EXERCISE DIRECTIONS:
In two sentences, what does the article about Yunel Escobar becoming a U.S. citizen report?

DOCUMENT SECTION:
Angels' Yunel Escobar on verge of becoming a U.S. citizen

Angels' Yunel Escobar on verge of becoming a U.S. citizen
Angels third baseman Yunel Escobar during spring training at Tempe Diablo stadium in Tempe, Ariz., on Feb. 25. (Gary Coronado / Los Angeles Times)

Two months ago, Yunel Escobar said Sunday at Angels camp, he decided he wanted to become an American citizen. Many of his Cuban countrymen who'd escaped already had completed the process, and his two children were born citizens.

So he spent the off-season studying this country's history and scheduled a naturalization test for Thursday in his adopted hometown of Miami. He passed the exam and now needs to take only the official oath to become a citizen. That will happen Friday, back in Miami, according to a team spokesman.


"It's not an easy process, as people might expect," Escobar said through broadcaster Jose Mota, who served as an interpreter. "The time was now. I'm going to be a guy with 10 years in the big leagues. … We thought it was the appropriate time to take the next step."

Escobar said he learned a lot of American history. He had not known of the Civil War, or details regarding the Axis powers within World War II.

EXTRACTED ENTRIES:
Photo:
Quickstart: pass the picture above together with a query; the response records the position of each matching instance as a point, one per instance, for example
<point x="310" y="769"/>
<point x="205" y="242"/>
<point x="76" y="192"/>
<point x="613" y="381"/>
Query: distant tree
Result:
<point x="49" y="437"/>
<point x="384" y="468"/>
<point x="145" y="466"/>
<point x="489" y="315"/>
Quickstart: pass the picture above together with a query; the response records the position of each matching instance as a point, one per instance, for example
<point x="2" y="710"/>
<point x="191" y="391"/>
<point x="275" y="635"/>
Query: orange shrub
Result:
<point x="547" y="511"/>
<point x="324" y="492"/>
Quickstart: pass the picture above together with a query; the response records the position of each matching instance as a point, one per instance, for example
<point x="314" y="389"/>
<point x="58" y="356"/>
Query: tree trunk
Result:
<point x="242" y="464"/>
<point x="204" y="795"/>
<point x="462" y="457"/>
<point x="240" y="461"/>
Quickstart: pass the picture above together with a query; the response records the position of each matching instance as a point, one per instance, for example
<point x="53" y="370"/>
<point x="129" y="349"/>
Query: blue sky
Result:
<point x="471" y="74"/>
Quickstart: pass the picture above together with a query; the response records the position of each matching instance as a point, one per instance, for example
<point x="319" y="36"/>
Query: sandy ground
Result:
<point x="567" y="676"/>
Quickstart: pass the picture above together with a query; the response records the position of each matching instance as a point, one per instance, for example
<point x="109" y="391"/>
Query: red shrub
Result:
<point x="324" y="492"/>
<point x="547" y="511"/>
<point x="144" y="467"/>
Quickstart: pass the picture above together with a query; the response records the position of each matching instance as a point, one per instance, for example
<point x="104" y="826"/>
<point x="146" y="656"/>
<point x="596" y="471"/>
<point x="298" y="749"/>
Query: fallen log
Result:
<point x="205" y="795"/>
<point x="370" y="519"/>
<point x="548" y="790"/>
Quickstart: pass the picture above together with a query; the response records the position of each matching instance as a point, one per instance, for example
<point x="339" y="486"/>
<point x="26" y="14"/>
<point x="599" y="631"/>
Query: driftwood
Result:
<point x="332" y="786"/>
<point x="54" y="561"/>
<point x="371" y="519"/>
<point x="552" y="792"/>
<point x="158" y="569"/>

EXERCISE OUTPUT:
Angels third baseman Yunel Escobar decided two months ago to become an American citizen, spent the off-season studying U.S. history, and passed his naturalization test Thursday in Miami. He needs only to take the official oath, set for Friday in Miami, and he said the process taught him about the Civil War and about the Axis powers in World War II, which he had not known before.